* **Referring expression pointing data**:
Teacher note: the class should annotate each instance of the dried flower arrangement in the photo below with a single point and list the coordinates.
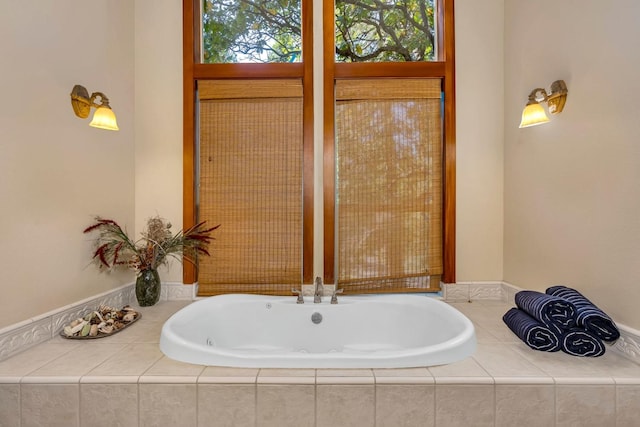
(157, 244)
(115, 248)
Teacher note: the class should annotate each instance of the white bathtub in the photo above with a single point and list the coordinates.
(372, 331)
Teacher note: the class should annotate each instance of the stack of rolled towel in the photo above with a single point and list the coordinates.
(561, 319)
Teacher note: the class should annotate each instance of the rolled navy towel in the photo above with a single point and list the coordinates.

* **What you will do**: Once the pictures are set aside, please output all the data word for word.

* **Task output**:
Teacher note: the class should annotate each instance of the dried flower arrangement in the photo below with a single point and list the coordinates.
(157, 244)
(115, 248)
Teacher note: the class should annotate each instance of the white bathtub in the photo above with a single point and list the coordinates.
(372, 331)
Teacher note: the class should annotate each instance of the stack of rolled towel in the photo above with a single point and list the coordinates.
(561, 319)
Teacher note: the class should annotate each instance of the rolled navy towel in the photo above with a single point and list the coordinates.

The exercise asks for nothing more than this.